# Point placement records:
start

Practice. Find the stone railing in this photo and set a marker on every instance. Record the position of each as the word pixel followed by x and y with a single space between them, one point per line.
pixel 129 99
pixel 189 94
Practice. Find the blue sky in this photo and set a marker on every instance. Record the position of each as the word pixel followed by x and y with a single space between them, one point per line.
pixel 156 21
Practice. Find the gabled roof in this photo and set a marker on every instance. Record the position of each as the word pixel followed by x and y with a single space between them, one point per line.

end

Set out all of the material above as a numbered list, one line per item, and leave out any blank lines.

1. Practice. Find the stone railing in this photo and set a marker on every instance. Record the position of each as the word pixel followed by x and y with a single space between them, one point per line.
2. pixel 129 99
3. pixel 189 94
4. Practice. Find the blue sky in this photo and set a marker on every instance. Record the position of each as the word pixel followed by x and y with a single space between them, one point per line.
5. pixel 156 21
6. Practice. Find the gabled roof in this photo and set a marker on every instance. Record the position of each as the word pixel followed by x and y with a single space between them, one point per line.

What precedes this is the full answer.